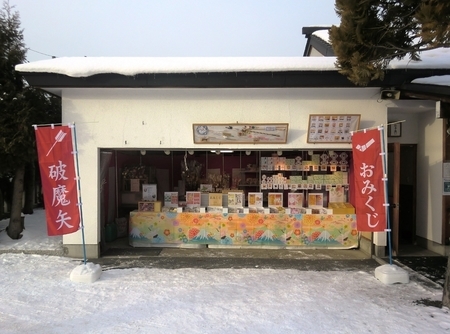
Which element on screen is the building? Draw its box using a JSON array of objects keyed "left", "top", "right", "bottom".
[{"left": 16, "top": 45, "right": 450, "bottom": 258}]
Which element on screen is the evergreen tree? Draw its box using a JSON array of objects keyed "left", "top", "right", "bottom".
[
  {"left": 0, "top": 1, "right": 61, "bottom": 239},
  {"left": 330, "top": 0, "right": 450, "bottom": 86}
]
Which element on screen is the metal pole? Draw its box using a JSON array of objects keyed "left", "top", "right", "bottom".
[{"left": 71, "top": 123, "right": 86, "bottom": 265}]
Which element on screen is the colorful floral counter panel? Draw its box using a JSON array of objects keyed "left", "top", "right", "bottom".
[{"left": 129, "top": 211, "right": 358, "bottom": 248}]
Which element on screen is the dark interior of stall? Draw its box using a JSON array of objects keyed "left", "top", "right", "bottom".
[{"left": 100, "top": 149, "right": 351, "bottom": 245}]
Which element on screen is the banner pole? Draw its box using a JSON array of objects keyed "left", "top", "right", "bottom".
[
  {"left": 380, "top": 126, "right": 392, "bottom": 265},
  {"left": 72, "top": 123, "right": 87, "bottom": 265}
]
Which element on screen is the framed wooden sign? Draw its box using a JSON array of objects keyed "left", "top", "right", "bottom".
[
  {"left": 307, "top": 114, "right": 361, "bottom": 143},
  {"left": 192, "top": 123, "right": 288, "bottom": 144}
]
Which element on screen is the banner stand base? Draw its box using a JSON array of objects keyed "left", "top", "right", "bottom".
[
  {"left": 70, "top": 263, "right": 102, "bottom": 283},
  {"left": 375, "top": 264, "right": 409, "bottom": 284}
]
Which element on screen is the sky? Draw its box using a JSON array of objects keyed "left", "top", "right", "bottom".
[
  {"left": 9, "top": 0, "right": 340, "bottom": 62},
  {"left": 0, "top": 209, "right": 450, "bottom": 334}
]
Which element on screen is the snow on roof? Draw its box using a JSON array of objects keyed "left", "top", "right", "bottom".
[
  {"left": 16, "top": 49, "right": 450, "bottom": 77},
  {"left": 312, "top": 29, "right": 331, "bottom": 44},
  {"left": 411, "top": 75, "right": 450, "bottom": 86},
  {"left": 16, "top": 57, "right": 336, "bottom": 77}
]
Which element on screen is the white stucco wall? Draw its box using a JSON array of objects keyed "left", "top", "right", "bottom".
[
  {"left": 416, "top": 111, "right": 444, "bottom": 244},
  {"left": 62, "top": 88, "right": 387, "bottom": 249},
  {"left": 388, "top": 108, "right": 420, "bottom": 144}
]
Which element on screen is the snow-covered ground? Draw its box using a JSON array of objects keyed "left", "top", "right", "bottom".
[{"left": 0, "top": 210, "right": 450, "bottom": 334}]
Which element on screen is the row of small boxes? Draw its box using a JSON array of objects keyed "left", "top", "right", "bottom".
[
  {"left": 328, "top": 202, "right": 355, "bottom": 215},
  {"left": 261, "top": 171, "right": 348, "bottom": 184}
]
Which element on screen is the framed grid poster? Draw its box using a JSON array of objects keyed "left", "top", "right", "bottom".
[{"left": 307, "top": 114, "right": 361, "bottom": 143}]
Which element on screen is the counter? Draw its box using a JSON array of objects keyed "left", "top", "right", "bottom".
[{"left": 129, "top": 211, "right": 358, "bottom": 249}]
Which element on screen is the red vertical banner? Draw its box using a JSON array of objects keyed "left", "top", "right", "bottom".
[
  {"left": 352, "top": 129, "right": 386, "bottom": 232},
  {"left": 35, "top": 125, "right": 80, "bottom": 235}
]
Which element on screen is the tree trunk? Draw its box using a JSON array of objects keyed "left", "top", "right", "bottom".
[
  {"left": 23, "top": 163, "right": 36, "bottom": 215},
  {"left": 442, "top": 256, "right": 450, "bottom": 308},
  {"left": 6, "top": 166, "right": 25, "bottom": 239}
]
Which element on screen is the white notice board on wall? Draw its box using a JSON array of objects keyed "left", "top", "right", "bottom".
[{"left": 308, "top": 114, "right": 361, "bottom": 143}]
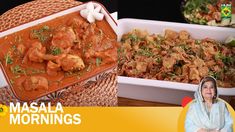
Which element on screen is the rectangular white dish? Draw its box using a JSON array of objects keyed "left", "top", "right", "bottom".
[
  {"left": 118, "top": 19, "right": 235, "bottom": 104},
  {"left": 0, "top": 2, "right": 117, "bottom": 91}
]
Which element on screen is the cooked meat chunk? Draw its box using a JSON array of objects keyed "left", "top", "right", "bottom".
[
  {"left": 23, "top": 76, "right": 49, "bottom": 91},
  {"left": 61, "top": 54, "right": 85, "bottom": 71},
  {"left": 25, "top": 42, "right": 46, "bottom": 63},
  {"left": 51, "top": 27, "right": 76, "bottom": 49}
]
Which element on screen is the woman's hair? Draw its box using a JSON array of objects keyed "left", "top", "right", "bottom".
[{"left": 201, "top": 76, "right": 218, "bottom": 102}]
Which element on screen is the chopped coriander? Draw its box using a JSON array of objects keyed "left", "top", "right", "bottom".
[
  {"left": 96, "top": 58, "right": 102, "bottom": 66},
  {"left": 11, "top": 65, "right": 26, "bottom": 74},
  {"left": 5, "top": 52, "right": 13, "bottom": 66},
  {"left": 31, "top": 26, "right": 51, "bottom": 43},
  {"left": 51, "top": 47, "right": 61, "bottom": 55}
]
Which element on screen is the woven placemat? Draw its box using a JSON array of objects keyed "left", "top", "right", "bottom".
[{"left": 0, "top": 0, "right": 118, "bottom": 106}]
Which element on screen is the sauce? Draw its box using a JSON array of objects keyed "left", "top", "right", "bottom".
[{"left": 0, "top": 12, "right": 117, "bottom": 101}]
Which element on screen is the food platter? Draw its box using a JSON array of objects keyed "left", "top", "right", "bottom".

———

TASK INSTRUCTIONS: Extract every line of the entries above that contains the word "snow", matching case exactly.

TASK ANSWER:
Which element on screen is the snow on roof? Draw its box using a JSON array of objects keyed "left", "top", "right", "bottom".
Which element on screen is the snow-covered ground? Draw its box using a JSON array of objects keyed "left", "top", "right", "bottom".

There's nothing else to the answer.